START

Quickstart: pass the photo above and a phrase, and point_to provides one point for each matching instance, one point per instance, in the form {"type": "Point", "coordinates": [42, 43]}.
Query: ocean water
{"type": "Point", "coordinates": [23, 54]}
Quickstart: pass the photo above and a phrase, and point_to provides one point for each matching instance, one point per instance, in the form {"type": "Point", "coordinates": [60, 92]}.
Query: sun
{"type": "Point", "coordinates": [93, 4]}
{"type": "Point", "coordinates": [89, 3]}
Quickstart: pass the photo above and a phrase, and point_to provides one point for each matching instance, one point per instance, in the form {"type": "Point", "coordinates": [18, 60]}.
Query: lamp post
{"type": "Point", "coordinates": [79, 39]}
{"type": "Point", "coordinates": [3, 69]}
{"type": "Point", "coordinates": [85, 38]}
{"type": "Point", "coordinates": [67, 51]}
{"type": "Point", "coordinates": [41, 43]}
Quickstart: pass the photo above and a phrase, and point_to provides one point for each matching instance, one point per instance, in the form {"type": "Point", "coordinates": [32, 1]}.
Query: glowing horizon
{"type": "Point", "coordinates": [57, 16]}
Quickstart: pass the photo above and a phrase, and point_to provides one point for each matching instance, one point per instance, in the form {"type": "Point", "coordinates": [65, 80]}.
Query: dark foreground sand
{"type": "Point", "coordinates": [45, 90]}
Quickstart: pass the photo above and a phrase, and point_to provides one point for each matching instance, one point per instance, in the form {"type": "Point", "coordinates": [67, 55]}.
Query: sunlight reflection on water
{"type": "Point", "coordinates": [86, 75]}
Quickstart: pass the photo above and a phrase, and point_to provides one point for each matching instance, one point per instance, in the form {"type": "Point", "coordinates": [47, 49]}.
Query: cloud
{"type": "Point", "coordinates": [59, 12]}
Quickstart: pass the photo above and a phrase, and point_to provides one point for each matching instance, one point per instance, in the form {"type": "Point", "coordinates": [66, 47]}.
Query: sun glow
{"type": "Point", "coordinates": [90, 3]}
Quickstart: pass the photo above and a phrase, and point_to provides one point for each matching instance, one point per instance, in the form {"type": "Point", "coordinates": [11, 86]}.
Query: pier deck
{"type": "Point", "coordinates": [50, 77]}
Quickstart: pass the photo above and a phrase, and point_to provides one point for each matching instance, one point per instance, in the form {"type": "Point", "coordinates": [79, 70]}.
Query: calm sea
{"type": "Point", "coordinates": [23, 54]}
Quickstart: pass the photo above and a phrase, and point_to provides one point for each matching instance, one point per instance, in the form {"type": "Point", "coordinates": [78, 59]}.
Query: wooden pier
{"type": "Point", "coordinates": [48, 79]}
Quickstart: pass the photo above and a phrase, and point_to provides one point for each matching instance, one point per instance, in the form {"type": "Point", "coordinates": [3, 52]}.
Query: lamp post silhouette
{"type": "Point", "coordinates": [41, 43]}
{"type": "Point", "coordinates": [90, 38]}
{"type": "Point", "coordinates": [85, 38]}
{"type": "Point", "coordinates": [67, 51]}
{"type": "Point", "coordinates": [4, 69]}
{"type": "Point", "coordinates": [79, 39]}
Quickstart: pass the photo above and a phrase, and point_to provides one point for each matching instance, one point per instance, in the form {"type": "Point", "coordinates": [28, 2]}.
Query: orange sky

END

▶ What the exercise asks:
Please return the data above exactly as given.

▶ Result of the task:
Quickstart: pass the photo above and a phrase, and point_to provides one point for each matching instance, one point per instance, in the form {"type": "Point", "coordinates": [42, 43]}.
Query: ocean water
{"type": "Point", "coordinates": [23, 54]}
Quickstart: pass the photo above and a phrase, and point_to provides one point for each matching instance, one point per instance, in the form {"type": "Point", "coordinates": [60, 92]}.
Query: sun
{"type": "Point", "coordinates": [93, 4]}
{"type": "Point", "coordinates": [89, 3]}
Quickstart: pass the photo above and a phrase, and point_to provides one point for each matching instance, one point per instance, in the form {"type": "Point", "coordinates": [18, 60]}.
Query: lamp post
{"type": "Point", "coordinates": [79, 39]}
{"type": "Point", "coordinates": [3, 69]}
{"type": "Point", "coordinates": [85, 38]}
{"type": "Point", "coordinates": [67, 51]}
{"type": "Point", "coordinates": [41, 43]}
Quickstart: pass the photo above and a phrase, and point_to provides one point for each matching instance, one point per instance, in the form {"type": "Point", "coordinates": [32, 1]}.
Query: glowing horizon
{"type": "Point", "coordinates": [57, 16]}
Quickstart: pass the photo above and a phrase, and point_to provides one point for each matching instance, one point per instance, in the form {"type": "Point", "coordinates": [65, 80]}.
Query: dark foreground sand
{"type": "Point", "coordinates": [45, 90]}
Quickstart: pass the photo above and a phrase, and point_to provides one point for each matching instance, one point per instance, in the form {"type": "Point", "coordinates": [67, 55]}.
Query: sunlight reflection on water
{"type": "Point", "coordinates": [86, 75]}
Quickstart: pass the photo above and a phrase, and point_to provides one point for each matching instance, one point per instance, in the form {"type": "Point", "coordinates": [47, 49]}.
Query: cloud
{"type": "Point", "coordinates": [59, 12]}
Quickstart: pass the photo above and a phrase, and point_to provides one point for each matching instance, one point per instance, in the form {"type": "Point", "coordinates": [66, 47]}.
Query: sun glow
{"type": "Point", "coordinates": [90, 3]}
Quickstart: pass the photo above and a phrase, and point_to provides one point for each matching instance, one point per instance, in the form {"type": "Point", "coordinates": [11, 86]}.
Query: pier deck
{"type": "Point", "coordinates": [50, 77]}
Quickstart: pass the photo above and a phrase, and point_to provides one point for each matching instance, one point per instance, in the form {"type": "Point", "coordinates": [79, 70]}.
Query: calm sea
{"type": "Point", "coordinates": [23, 54]}
Quickstart: pass the photo above and a phrase, and point_to provides one point for each matching instance, one point per instance, in the form {"type": "Point", "coordinates": [78, 59]}.
Query: wooden pier
{"type": "Point", "coordinates": [48, 79]}
Quickstart: pass the photo above and a phrase, and point_to provides one point for each matching instance, one point per instance, in the form {"type": "Point", "coordinates": [3, 52]}.
Query: lamp post silhouette
{"type": "Point", "coordinates": [41, 43]}
{"type": "Point", "coordinates": [90, 38]}
{"type": "Point", "coordinates": [85, 38]}
{"type": "Point", "coordinates": [67, 51]}
{"type": "Point", "coordinates": [4, 69]}
{"type": "Point", "coordinates": [79, 39]}
Quickstart: pass the photo above and a phrase, and point_to provides one point for each matching instance, one point per instance, in the form {"type": "Point", "coordinates": [28, 2]}.
Query: orange sky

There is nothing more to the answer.